Page text:
= = = =

The three decades from 1900 to 1930 have been called "the golden age of Black Business". A black entrepreneur like Annie Turnbo Malone succeeded in establishing a cosmetics industry that gave employment to some 75,000 Afro-Americans. One of the companies founded by the former slave John Merrick, the North Carolina Mutual Life Insurance Company became under the management of Charles Clinton Spaulding became the largest black-owned business in the United States. The life of the first female Afro-American banker Maggie Lena Walker tells a similar success story. These exemplary figures emphasized in their writings and activities the necessity for business to face its social responsibilities.

The G.I. Bill, which took up 15% of the entire federal budget by 1948 and which enabled, via low-cost mortgages and educational benefits, large numbers of lower class white Americans to rise into the middle class, was so structured or interpreted that its benefits were not widely distributed to Afro-American veterans of World War 2. (Note: "Like all returning soldiers, African Americans expected to capitalize on the government spending program to secure education and jobs, build homes, and accrue savings to invest in new businesses or underwrite college educations for their children. Some Black veterans did reap these benefits, but discriminatory implementation of the GI Bill reinforced existing racial barriers for many others. Inequitable application of the law also served to maintain the historical income disparities between Black and white families. Through the median family income more than doubled between 1947 and 1963, the median income of Black families continuously comprised only half that of whites." (Rabig & Hill 2012))

===1968–1980===
Following on recommendations by the National Advisory Commission on Civil Disorders in 1968 for major programmes to ameliorate the quality of ghetto life, and in response to Black radicalism, Nixon often spoke of black capitalism as a remedy for the ills besetting Afro-American communities during his 1968 presidential campaign. The idea had long enjoyed grassroots Afro-American support before Nixon put it on his agenda. (Note: This has been documented by Laura Warren Hill's study Strike the Hammer: The Black Freedom Struggle in Rochester, New York, 1940–1970, (2021. Notably in the 1964 Rochester race riot, which she focuses on, not all white-owned stores were looted or destroyed. The rioters spared any such store with a reputation for treating blacks with respect and not overcharging them for inferior quality goods (Lucander 2023).) He established an Office of Minority Business Enterprise (OMBE). Despite initial scepticism, it did improve the prospects of some minority firms, but given the small number of black entrepreneurs the overall effect was small, though it did generate widespread interest in the idea.

The measures taken by the Carter administration from 1977 to 1979 to improve technical training and facilitate loans for Afro-Americans, and in particular its SBA 8A set-aside program, led to black business's biggest period of growth. A fixed percentage of government contracts allocated to minority firms was mandated at all levels from federal to local agencies and the measure almost tripled government business with black firms ($1 to 2.7 billion by 1980).

===1980s===
The impact of Carter's policies declined rapidly under the succeeding Reagan administration. which was opposed to affirmative action quotas and goals, and trimmed SBA funding. Though first passed by Congress during the final year of Carter's administration (1980), the enterprise zones developed from the 1980s onwards had a marginal impact. (Note: One study found that 155 such zones had a negligible impact of employment. One such case, in Watts succeeded in creating a mere 159 jobs, with virtually no associated business growth (Hutchinson 1993).) Eleanor Holmes Norton, for one, dismissed them as evasive schemes by government to avoid spending on the poor and developing areas suffering from urban decay.

= = = =

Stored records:

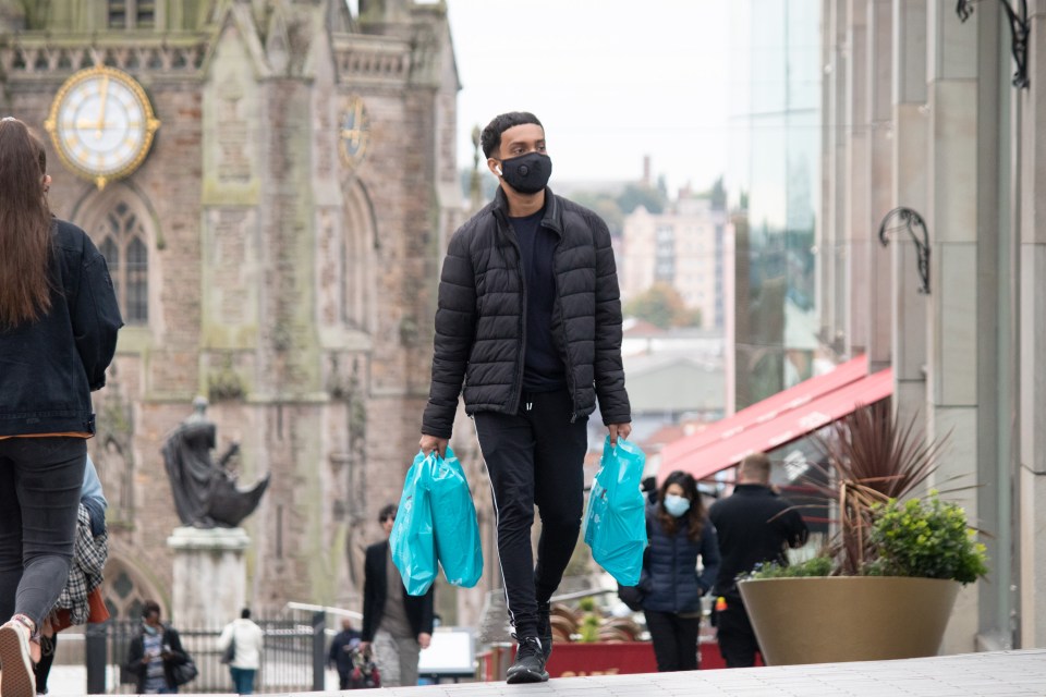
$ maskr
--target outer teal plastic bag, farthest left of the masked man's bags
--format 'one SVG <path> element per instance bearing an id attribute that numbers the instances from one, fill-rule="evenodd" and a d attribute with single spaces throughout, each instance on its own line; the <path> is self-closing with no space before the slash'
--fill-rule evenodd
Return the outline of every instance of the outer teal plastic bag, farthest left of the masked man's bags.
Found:
<path id="1" fill-rule="evenodd" d="M 436 536 L 429 498 L 431 458 L 417 453 L 406 472 L 400 506 L 389 536 L 392 562 L 412 596 L 424 596 L 436 580 Z"/>

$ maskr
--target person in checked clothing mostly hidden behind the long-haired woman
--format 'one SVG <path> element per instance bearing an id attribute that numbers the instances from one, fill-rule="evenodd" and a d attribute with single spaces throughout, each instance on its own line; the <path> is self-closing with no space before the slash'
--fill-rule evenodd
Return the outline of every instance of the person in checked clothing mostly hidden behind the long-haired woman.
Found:
<path id="1" fill-rule="evenodd" d="M 36 694 L 47 694 L 47 678 L 54 662 L 58 633 L 74 624 L 97 624 L 109 619 L 101 596 L 102 568 L 109 558 L 109 534 L 106 530 L 108 501 L 101 490 L 98 470 L 90 455 L 84 469 L 80 493 L 80 516 L 76 521 L 76 547 L 69 580 L 54 608 L 44 619 L 40 632 L 40 660 L 34 667 Z"/>

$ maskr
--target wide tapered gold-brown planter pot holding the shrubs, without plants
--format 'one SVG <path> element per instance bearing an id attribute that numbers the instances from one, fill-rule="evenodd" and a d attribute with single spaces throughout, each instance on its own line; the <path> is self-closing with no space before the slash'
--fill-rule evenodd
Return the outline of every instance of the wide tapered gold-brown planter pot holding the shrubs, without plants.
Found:
<path id="1" fill-rule="evenodd" d="M 739 584 L 767 665 L 936 656 L 956 580 L 889 576 Z"/>

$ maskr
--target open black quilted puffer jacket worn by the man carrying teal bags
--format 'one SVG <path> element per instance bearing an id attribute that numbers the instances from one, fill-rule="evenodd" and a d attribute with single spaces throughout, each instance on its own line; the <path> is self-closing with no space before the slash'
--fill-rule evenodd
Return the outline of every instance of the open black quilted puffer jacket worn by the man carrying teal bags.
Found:
<path id="1" fill-rule="evenodd" d="M 552 259 L 552 338 L 567 366 L 574 416 L 632 420 L 621 366 L 621 299 L 606 223 L 545 189 L 542 225 L 559 235 Z M 450 438 L 464 384 L 465 411 L 514 414 L 523 389 L 526 288 L 508 200 L 488 206 L 450 241 L 439 282 L 433 382 L 422 432 Z"/>

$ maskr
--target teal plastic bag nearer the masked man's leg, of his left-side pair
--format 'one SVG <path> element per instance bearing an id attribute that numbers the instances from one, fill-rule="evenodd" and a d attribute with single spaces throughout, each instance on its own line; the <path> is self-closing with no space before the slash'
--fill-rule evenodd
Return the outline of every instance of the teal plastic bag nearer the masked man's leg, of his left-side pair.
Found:
<path id="1" fill-rule="evenodd" d="M 446 457 L 434 455 L 430 460 L 436 555 L 448 583 L 472 588 L 483 574 L 483 548 L 472 491 L 454 451 L 448 448 Z"/>

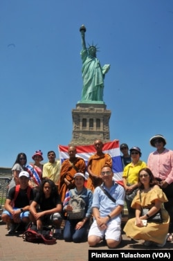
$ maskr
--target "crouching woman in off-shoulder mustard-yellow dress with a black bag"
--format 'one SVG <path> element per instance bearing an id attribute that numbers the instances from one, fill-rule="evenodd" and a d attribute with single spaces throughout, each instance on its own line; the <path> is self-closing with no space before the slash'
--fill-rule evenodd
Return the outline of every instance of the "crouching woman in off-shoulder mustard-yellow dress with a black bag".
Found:
<path id="1" fill-rule="evenodd" d="M 145 240 L 145 246 L 155 244 L 163 247 L 167 240 L 170 217 L 162 206 L 164 202 L 167 202 L 167 197 L 156 183 L 149 168 L 143 168 L 138 172 L 139 190 L 131 203 L 131 208 L 136 209 L 136 217 L 127 221 L 124 231 L 127 237 Z M 156 213 L 159 210 L 162 219 L 156 220 Z M 144 224 L 143 220 L 147 224 Z"/>

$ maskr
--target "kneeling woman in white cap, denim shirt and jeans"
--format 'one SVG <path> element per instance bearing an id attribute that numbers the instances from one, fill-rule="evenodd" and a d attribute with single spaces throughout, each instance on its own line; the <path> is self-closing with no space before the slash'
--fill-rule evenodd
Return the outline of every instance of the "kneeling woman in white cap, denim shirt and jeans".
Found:
<path id="1" fill-rule="evenodd" d="M 64 228 L 64 240 L 66 242 L 80 243 L 85 240 L 86 231 L 89 228 L 91 217 L 91 205 L 93 193 L 84 187 L 84 174 L 74 175 L 75 188 L 69 190 L 69 201 L 64 200 L 64 211 L 67 213 Z"/>

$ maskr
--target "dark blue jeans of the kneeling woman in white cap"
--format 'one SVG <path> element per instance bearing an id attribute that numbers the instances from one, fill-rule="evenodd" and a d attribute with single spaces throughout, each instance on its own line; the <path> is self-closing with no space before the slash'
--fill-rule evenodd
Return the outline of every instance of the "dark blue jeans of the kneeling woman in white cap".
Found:
<path id="1" fill-rule="evenodd" d="M 75 229 L 75 226 L 81 219 L 67 219 L 64 227 L 63 237 L 66 242 L 80 243 L 86 237 L 87 229 L 89 228 L 89 220 L 84 223 L 80 229 Z"/>

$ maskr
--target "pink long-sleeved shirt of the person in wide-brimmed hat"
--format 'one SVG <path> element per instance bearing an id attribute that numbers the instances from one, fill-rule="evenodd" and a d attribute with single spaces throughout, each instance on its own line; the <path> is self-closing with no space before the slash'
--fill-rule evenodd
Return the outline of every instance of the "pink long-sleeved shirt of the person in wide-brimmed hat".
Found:
<path id="1" fill-rule="evenodd" d="M 165 149 L 161 154 L 156 150 L 149 154 L 147 167 L 152 170 L 154 177 L 173 182 L 173 151 Z"/>

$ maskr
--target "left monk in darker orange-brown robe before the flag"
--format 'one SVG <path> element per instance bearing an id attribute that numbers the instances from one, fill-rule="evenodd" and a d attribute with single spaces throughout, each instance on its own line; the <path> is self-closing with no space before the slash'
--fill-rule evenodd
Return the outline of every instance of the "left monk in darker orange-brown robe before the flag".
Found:
<path id="1" fill-rule="evenodd" d="M 69 146 L 68 154 L 69 159 L 66 159 L 62 163 L 62 167 L 60 170 L 60 183 L 59 183 L 59 195 L 60 199 L 63 202 L 66 196 L 66 190 L 75 188 L 74 184 L 74 175 L 77 172 L 81 172 L 85 174 L 86 171 L 86 164 L 84 159 L 80 157 L 76 157 L 76 147 Z"/>

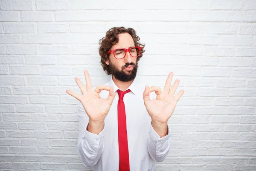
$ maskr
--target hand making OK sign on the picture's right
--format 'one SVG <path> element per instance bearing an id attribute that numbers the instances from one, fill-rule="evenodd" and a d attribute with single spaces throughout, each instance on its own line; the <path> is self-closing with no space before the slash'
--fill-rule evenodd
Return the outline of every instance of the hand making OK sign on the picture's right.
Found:
<path id="1" fill-rule="evenodd" d="M 151 86 L 151 88 L 146 86 L 145 91 L 143 92 L 144 104 L 148 114 L 152 120 L 159 123 L 167 123 L 169 118 L 172 116 L 177 101 L 184 93 L 184 90 L 180 90 L 180 92 L 174 96 L 180 81 L 176 80 L 170 89 L 172 76 L 173 73 L 171 72 L 167 77 L 163 92 L 160 87 L 156 86 Z M 153 91 L 157 94 L 157 97 L 154 100 L 150 100 L 149 93 Z"/>

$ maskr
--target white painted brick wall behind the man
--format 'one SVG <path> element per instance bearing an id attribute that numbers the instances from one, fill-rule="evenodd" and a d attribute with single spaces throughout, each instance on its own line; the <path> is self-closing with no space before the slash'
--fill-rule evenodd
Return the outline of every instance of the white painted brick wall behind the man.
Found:
<path id="1" fill-rule="evenodd" d="M 146 43 L 138 77 L 185 93 L 158 171 L 256 171 L 256 0 L 0 0 L 0 170 L 90 170 L 76 151 L 74 77 L 93 85 L 113 26 Z"/>

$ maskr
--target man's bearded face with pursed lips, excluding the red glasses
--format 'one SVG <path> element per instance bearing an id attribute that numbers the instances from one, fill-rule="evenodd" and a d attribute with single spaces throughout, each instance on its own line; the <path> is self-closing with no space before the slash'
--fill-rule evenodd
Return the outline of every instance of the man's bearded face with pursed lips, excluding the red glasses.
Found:
<path id="1" fill-rule="evenodd" d="M 134 47 L 134 41 L 130 34 L 121 33 L 118 35 L 119 41 L 111 47 L 111 50 L 117 48 L 130 48 Z M 109 65 L 110 73 L 117 79 L 123 82 L 134 80 L 137 74 L 138 58 L 131 57 L 130 53 L 126 53 L 122 59 L 116 59 L 111 53 L 109 61 L 105 61 Z"/>

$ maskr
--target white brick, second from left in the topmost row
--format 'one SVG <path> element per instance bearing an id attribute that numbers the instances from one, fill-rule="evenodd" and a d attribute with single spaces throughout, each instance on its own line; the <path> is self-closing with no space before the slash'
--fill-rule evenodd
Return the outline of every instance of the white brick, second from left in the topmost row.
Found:
<path id="1" fill-rule="evenodd" d="M 41 10 L 68 10 L 68 0 L 36 0 L 36 9 Z"/>

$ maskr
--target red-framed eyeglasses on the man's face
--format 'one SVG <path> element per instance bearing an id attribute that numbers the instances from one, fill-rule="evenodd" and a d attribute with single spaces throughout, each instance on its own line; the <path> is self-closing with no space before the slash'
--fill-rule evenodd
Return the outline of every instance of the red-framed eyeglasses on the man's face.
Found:
<path id="1" fill-rule="evenodd" d="M 114 57 L 116 59 L 122 59 L 125 57 L 127 52 L 130 53 L 131 57 L 138 57 L 140 56 L 140 50 L 141 50 L 141 47 L 139 46 L 131 47 L 131 48 L 118 48 L 114 50 L 109 50 L 107 54 L 110 54 L 111 52 L 113 52 Z"/>

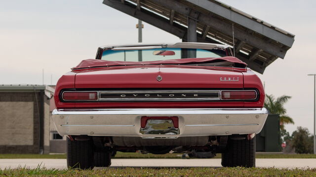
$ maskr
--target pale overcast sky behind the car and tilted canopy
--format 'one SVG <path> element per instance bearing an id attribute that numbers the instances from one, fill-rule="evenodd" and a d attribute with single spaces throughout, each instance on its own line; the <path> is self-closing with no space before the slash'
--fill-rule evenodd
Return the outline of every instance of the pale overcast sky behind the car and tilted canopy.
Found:
<path id="1" fill-rule="evenodd" d="M 313 132 L 313 78 L 316 73 L 315 0 L 222 0 L 239 10 L 295 34 L 285 59 L 276 59 L 258 76 L 266 92 L 290 95 L 285 105 L 295 125 Z M 137 42 L 137 19 L 102 0 L 0 0 L 0 84 L 56 84 L 98 46 Z M 179 38 L 145 23 L 143 42 Z M 52 81 L 51 81 L 52 75 Z"/>

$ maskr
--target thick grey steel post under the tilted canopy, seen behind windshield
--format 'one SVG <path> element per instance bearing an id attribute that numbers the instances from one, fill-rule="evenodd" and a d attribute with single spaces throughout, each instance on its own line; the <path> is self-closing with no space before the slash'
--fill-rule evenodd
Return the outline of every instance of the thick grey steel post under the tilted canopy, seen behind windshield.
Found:
<path id="1" fill-rule="evenodd" d="M 188 17 L 188 42 L 197 42 L 197 21 Z M 197 50 L 189 49 L 188 58 L 197 58 Z"/>

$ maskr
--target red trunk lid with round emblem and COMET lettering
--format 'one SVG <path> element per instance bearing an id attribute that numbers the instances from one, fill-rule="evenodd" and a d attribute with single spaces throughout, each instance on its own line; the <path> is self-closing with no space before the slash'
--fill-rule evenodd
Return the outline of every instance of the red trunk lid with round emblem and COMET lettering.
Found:
<path id="1" fill-rule="evenodd" d="M 75 88 L 243 88 L 242 72 L 232 69 L 181 66 L 118 68 L 78 71 Z M 161 81 L 158 81 L 158 76 L 162 77 Z"/>

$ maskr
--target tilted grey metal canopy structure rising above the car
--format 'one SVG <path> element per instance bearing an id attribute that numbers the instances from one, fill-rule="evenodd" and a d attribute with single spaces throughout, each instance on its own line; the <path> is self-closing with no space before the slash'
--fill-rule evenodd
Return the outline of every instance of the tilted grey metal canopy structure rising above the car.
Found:
<path id="1" fill-rule="evenodd" d="M 103 0 L 103 3 L 186 42 L 235 46 L 236 57 L 259 73 L 277 58 L 284 59 L 294 42 L 293 34 L 216 0 Z"/>

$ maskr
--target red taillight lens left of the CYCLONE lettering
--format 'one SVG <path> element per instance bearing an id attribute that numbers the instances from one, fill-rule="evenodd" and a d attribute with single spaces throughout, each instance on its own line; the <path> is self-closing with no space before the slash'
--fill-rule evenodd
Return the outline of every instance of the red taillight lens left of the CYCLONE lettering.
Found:
<path id="1" fill-rule="evenodd" d="M 97 100 L 98 94 L 97 92 L 64 92 L 63 93 L 64 100 Z"/>

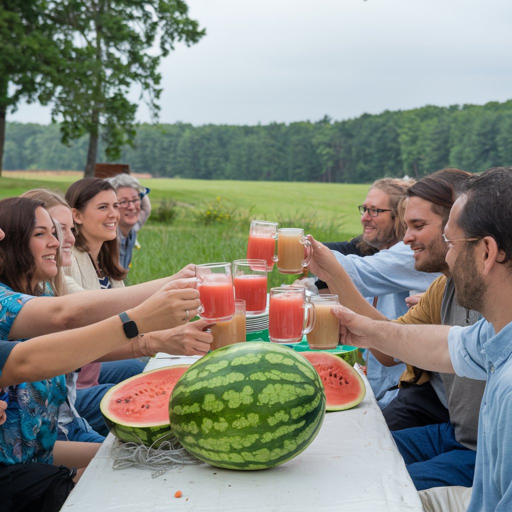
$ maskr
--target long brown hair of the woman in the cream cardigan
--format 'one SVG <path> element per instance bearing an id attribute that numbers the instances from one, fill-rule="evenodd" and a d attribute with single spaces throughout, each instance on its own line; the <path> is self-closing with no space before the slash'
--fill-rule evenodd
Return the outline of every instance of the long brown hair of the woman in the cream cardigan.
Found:
<path id="1" fill-rule="evenodd" d="M 75 183 L 68 188 L 65 198 L 71 208 L 82 212 L 93 197 L 103 190 L 112 190 L 114 194 L 116 192 L 108 181 L 100 178 L 82 178 L 81 180 L 75 181 Z M 80 225 L 76 222 L 75 230 L 75 247 L 83 252 L 90 252 L 87 240 L 80 232 Z M 98 264 L 111 279 L 121 281 L 126 277 L 128 272 L 119 264 L 119 244 L 117 239 L 106 240 L 101 244 L 101 249 L 98 254 Z"/>

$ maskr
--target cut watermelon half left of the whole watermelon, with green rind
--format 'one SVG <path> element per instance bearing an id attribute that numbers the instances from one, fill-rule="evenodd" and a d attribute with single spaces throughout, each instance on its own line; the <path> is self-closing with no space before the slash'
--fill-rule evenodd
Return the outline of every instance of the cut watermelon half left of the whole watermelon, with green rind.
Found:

= = = =

Task requirements:
**A.** Answer these questions using the passage on Black business history:
(i) How many Afro-Americans did Annie Turnbo Malone's cosmetics industry employ?
(ii) What share of the entire federal budget did the G.I. Bill take up by 1948?
(iii) What office did Nixon establish?
**B.** Duplicate the part of the passage on Black business history that opens with the words containing "The measures taken" and closes with "billion by 1980).".
**C.** Pick up the passage on Black business history from where it stops and continue it.
The rows have no role in this work.

Numbered answers:
**A.**
(i) Some 75,000
(ii) 15%
(iii) The Office of Minority Business Enterprise (OMBE)

**B.**
The measures taken by the Carter administration from 1977 to 1979 to improve technical training and facilitate loans for Afro-Americans, and in particular its SBA 8A set-aside program, led to black business's biggest period of growth. A fixed percentage of government contracts allocated to minority firms was mandated at all levels from federal to local agencies and the measure almost tripled government business with black firms ($1 to 2.7 billion by 1980).

**C.**
The politically activist NAACP's reaction to this sea-change in government policy was to re-embrace the recipé outlined by Booker Washington and others in the early 1900s, namely self-help. The return to first principles was bolstered by the impressive growth of a black middle class, with a sharp rise in its purchasing power, and lessons it thought it might learn from the successes experienced by other groups, in particular the recent immigrant communities of Koreans, Vietnamese and Cubans, together with the example set by American Jews. The common factor discerned in these groups was that they all provided access to credit and capital, as well as technical know-how, for members of their communities. The utility of such models has been questioned: despite appearances, many of these newcomers were professionals, with high education and had access to credit systems and, as refugees from communism, were amply funded as such via federal resettlement programs. (Note: The combined assets ($2.4 billion) of the largest Cuban-owned banks in Miami exceeded, in the early 1990s, the total assets of all 36 black-owned banks in the United States (Hutchinson 1993))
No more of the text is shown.